→ INPUT DATA
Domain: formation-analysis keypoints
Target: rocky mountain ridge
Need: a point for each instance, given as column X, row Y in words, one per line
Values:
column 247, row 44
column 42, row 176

→ PROMPT
What you output should match every line above exactly.

→ OUTPUT
Domain: formation-analysis keypoints
Target: rocky mountain ridge
Need: a point for each instance, given as column X, row Y in words, one per line
Values:
column 247, row 44
column 42, row 176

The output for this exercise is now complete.